==== TASK MATERIAL ====

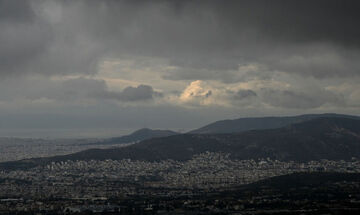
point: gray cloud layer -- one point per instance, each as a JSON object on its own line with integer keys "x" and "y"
{"x": 284, "y": 54}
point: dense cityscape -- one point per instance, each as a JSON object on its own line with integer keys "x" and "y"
{"x": 100, "y": 181}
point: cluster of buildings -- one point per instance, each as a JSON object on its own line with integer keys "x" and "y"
{"x": 74, "y": 183}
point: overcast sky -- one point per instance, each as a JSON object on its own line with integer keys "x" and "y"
{"x": 102, "y": 68}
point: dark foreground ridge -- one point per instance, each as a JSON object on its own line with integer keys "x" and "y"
{"x": 332, "y": 138}
{"x": 259, "y": 123}
{"x": 298, "y": 193}
{"x": 137, "y": 136}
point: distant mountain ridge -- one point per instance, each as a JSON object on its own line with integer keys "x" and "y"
{"x": 257, "y": 123}
{"x": 139, "y": 135}
{"x": 332, "y": 138}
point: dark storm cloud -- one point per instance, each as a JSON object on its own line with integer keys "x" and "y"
{"x": 298, "y": 99}
{"x": 244, "y": 94}
{"x": 208, "y": 38}
{"x": 131, "y": 94}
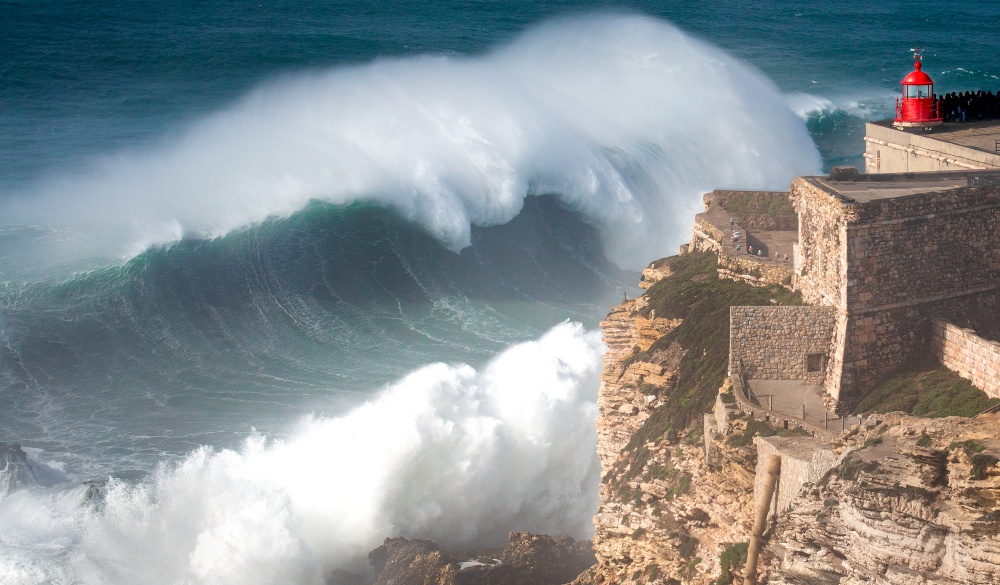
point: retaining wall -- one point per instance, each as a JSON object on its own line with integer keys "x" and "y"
{"x": 968, "y": 355}
{"x": 774, "y": 343}
{"x": 803, "y": 460}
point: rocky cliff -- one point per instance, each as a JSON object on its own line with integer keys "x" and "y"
{"x": 904, "y": 500}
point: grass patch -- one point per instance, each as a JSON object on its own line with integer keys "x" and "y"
{"x": 733, "y": 557}
{"x": 980, "y": 464}
{"x": 766, "y": 203}
{"x": 695, "y": 294}
{"x": 872, "y": 442}
{"x": 926, "y": 389}
{"x": 852, "y": 468}
{"x": 970, "y": 447}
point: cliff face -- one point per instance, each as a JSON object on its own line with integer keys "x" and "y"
{"x": 915, "y": 501}
{"x": 664, "y": 516}
{"x": 907, "y": 500}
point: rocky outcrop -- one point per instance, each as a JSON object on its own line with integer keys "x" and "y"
{"x": 624, "y": 400}
{"x": 15, "y": 470}
{"x": 914, "y": 502}
{"x": 906, "y": 500}
{"x": 524, "y": 558}
{"x": 664, "y": 516}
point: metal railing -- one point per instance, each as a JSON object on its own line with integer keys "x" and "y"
{"x": 926, "y": 114}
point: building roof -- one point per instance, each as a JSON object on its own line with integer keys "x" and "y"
{"x": 865, "y": 188}
{"x": 982, "y": 136}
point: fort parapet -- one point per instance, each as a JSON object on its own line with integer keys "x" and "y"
{"x": 879, "y": 258}
{"x": 888, "y": 253}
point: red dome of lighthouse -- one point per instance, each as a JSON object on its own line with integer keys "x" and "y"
{"x": 917, "y": 77}
{"x": 917, "y": 107}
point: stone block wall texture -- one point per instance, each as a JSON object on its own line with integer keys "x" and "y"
{"x": 970, "y": 356}
{"x": 888, "y": 150}
{"x": 705, "y": 237}
{"x": 773, "y": 342}
{"x": 803, "y": 460}
{"x": 888, "y": 266}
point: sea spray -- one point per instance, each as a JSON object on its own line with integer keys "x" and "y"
{"x": 449, "y": 453}
{"x": 625, "y": 118}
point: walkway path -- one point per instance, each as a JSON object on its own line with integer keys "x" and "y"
{"x": 790, "y": 399}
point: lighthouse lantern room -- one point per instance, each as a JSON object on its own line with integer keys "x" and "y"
{"x": 917, "y": 107}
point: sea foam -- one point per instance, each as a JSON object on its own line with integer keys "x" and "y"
{"x": 624, "y": 118}
{"x": 450, "y": 453}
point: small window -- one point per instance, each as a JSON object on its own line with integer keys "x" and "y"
{"x": 918, "y": 91}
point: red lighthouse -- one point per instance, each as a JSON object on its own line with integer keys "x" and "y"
{"x": 917, "y": 107}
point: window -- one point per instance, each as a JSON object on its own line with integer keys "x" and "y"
{"x": 917, "y": 91}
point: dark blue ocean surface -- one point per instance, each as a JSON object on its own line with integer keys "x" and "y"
{"x": 81, "y": 78}
{"x": 328, "y": 272}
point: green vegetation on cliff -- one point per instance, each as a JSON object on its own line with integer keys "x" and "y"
{"x": 927, "y": 389}
{"x": 695, "y": 293}
{"x": 762, "y": 203}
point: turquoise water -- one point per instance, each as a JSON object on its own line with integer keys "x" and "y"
{"x": 303, "y": 276}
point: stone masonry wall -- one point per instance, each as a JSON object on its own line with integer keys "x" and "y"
{"x": 774, "y": 342}
{"x": 803, "y": 460}
{"x": 888, "y": 266}
{"x": 705, "y": 237}
{"x": 970, "y": 356}
{"x": 822, "y": 263}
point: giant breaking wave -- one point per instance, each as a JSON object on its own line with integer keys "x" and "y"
{"x": 449, "y": 453}
{"x": 624, "y": 118}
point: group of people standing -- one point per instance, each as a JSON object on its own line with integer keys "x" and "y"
{"x": 971, "y": 106}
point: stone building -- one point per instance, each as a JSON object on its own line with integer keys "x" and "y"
{"x": 889, "y": 252}
{"x": 893, "y": 266}
{"x": 948, "y": 147}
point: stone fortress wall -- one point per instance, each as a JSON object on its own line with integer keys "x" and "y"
{"x": 970, "y": 356}
{"x": 888, "y": 264}
{"x": 781, "y": 342}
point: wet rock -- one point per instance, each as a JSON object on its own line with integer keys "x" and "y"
{"x": 15, "y": 470}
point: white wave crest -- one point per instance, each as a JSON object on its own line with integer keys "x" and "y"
{"x": 449, "y": 453}
{"x": 625, "y": 118}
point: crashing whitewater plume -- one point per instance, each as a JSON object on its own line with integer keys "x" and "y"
{"x": 624, "y": 118}
{"x": 449, "y": 453}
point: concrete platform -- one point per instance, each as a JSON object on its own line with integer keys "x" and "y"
{"x": 981, "y": 136}
{"x": 788, "y": 397}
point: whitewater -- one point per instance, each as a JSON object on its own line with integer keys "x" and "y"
{"x": 607, "y": 127}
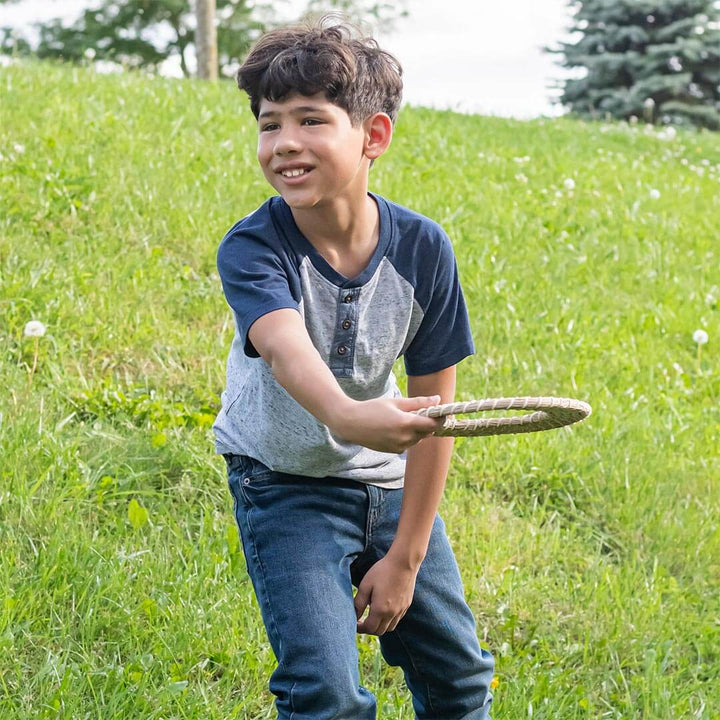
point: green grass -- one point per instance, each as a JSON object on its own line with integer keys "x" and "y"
{"x": 590, "y": 555}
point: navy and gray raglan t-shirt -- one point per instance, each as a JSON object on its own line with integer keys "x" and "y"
{"x": 407, "y": 302}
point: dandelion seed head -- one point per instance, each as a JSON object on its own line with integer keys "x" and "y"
{"x": 34, "y": 328}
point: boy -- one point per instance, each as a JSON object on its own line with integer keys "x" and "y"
{"x": 329, "y": 285}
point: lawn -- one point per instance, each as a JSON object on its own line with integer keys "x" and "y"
{"x": 589, "y": 254}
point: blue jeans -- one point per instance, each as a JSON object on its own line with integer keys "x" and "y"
{"x": 307, "y": 541}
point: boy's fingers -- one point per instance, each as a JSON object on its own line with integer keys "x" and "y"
{"x": 417, "y": 403}
{"x": 362, "y": 598}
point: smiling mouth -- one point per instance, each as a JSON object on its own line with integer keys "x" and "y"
{"x": 294, "y": 173}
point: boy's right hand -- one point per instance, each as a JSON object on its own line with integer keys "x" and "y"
{"x": 385, "y": 424}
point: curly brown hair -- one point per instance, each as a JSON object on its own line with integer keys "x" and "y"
{"x": 335, "y": 59}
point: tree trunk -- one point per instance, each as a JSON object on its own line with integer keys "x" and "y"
{"x": 206, "y": 40}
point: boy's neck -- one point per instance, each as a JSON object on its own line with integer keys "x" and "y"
{"x": 345, "y": 234}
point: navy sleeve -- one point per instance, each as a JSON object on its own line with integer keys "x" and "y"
{"x": 443, "y": 338}
{"x": 255, "y": 277}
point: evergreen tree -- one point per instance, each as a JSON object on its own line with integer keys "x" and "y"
{"x": 654, "y": 58}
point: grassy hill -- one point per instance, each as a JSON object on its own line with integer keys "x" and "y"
{"x": 589, "y": 254}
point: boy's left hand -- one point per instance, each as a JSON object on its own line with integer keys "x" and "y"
{"x": 388, "y": 589}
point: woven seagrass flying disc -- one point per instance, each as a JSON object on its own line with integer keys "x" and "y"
{"x": 548, "y": 413}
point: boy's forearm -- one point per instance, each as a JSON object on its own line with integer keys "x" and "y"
{"x": 298, "y": 367}
{"x": 386, "y": 425}
{"x": 425, "y": 475}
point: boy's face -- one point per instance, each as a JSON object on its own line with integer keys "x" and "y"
{"x": 310, "y": 152}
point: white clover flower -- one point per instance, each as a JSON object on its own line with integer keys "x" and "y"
{"x": 34, "y": 328}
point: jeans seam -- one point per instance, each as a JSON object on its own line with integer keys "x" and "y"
{"x": 268, "y": 601}
{"x": 420, "y": 674}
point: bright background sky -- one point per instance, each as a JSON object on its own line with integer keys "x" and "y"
{"x": 480, "y": 56}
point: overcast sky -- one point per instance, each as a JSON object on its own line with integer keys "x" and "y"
{"x": 473, "y": 55}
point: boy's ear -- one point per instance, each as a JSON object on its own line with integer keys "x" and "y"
{"x": 378, "y": 134}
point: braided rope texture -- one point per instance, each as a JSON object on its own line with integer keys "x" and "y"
{"x": 550, "y": 413}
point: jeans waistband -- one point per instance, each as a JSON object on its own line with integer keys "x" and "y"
{"x": 243, "y": 463}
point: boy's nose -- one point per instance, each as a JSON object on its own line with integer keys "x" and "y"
{"x": 286, "y": 142}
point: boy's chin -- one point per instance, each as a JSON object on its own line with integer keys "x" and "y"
{"x": 297, "y": 202}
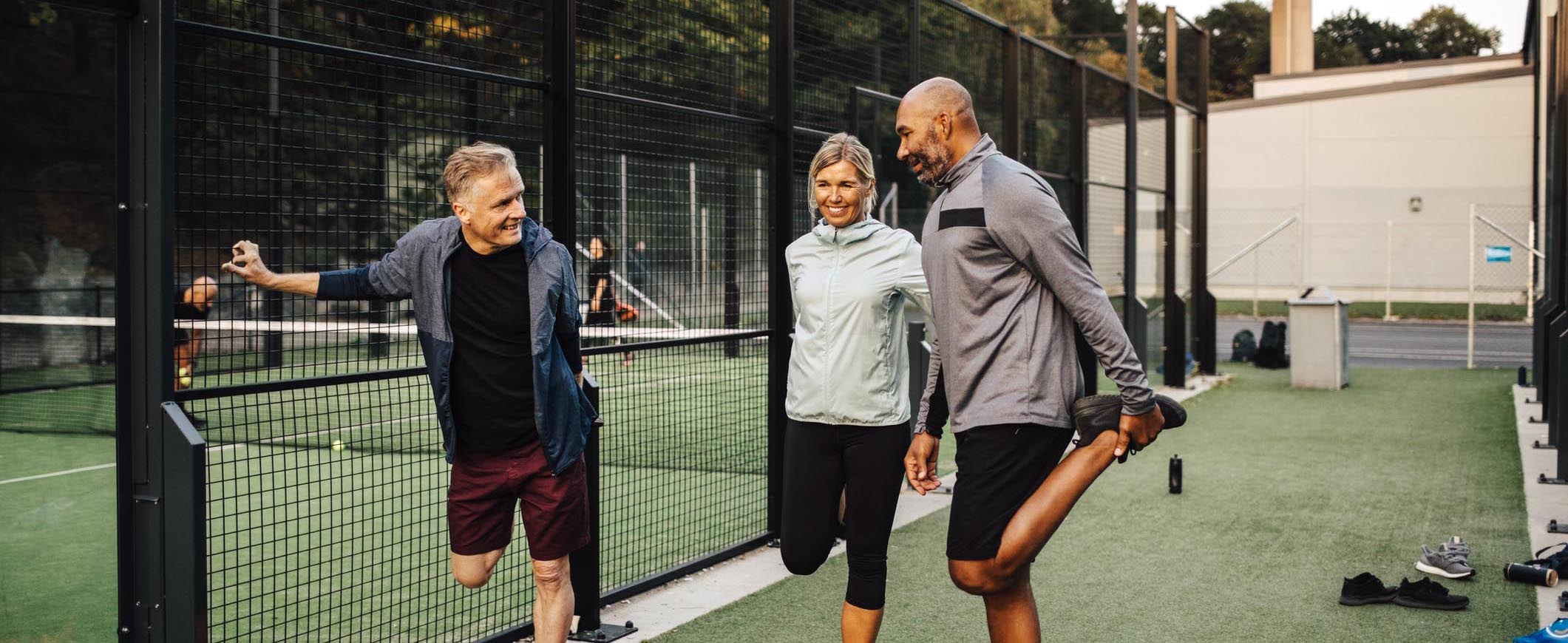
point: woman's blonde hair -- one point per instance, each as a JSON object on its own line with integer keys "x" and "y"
{"x": 844, "y": 146}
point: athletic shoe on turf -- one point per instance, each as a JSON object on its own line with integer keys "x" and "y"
{"x": 1428, "y": 595}
{"x": 1551, "y": 634}
{"x": 1103, "y": 413}
{"x": 1445, "y": 563}
{"x": 1456, "y": 545}
{"x": 1365, "y": 590}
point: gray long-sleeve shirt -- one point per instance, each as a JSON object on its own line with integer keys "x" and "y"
{"x": 1008, "y": 279}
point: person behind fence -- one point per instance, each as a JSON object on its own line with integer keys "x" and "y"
{"x": 496, "y": 306}
{"x": 603, "y": 305}
{"x": 639, "y": 268}
{"x": 849, "y": 387}
{"x": 1008, "y": 283}
{"x": 193, "y": 305}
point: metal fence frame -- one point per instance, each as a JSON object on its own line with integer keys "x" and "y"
{"x": 160, "y": 482}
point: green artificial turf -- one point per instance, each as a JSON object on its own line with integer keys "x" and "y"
{"x": 57, "y": 548}
{"x": 1286, "y": 493}
{"x": 306, "y": 542}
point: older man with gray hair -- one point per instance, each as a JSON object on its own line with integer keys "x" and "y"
{"x": 1008, "y": 285}
{"x": 496, "y": 305}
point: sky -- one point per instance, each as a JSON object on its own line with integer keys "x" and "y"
{"x": 1504, "y": 15}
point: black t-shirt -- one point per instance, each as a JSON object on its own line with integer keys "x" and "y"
{"x": 493, "y": 350}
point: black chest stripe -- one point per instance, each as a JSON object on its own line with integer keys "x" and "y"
{"x": 962, "y": 217}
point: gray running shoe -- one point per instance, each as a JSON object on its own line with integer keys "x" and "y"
{"x": 1447, "y": 565}
{"x": 1457, "y": 546}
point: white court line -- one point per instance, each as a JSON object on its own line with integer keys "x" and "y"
{"x": 317, "y": 433}
{"x": 58, "y": 472}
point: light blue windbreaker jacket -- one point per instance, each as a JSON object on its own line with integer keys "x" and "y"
{"x": 850, "y": 361}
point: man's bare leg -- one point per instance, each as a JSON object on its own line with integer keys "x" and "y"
{"x": 858, "y": 625}
{"x": 1010, "y": 613}
{"x": 554, "y": 599}
{"x": 1004, "y": 579}
{"x": 475, "y": 570}
{"x": 1043, "y": 511}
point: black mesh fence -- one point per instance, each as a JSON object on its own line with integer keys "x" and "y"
{"x": 319, "y": 131}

====

- **STATED TASK**: Retype the records word for word, starting at the line that contains "point: green artificial" and ending at the last line of the records.

- **TASK RESPONSE**:
point: green artificial turf -- one point per instance, each as a JSON object on its own line with integer keys "x" and "y"
{"x": 57, "y": 548}
{"x": 1286, "y": 493}
{"x": 306, "y": 542}
point: older man with gray hair -- one point per instance, each as a JSON object on its own line with integer keys "x" and "y"
{"x": 1008, "y": 285}
{"x": 496, "y": 305}
point: sky -- one point per instance, each as a JSON object on its own line with integer keys "x" and "y"
{"x": 1504, "y": 15}
point: black t-shirt -- one point per instance, each as a JSON object on its own line with integer keys "x" and "y"
{"x": 493, "y": 350}
point: black chest stripe -- one point per instance, each as a JSON object on its own line with integer keys "x" and "y"
{"x": 962, "y": 217}
point: gray running shoe -- one point per instance, each as a JSON object on its own line with integer keys "x" and "y"
{"x": 1447, "y": 565}
{"x": 1457, "y": 546}
point: white court line -- one point per instance, each as a JSON object on its own line with integer keys "x" and "y"
{"x": 317, "y": 433}
{"x": 58, "y": 472}
point: light blue windbreaker jacket -- one point per instance, each as a JSON object on its own line with integer keys "x" and "y"
{"x": 850, "y": 361}
point: man's bare leg -- one point per instance, each as a JSON object on its own line with integer keys "x" and "y"
{"x": 858, "y": 625}
{"x": 1010, "y": 613}
{"x": 554, "y": 599}
{"x": 1004, "y": 579}
{"x": 475, "y": 570}
{"x": 1043, "y": 511}
point: black mesh fence -- one point per instance, each as a JSON object on its own line with integer keys "x" and "y"
{"x": 319, "y": 131}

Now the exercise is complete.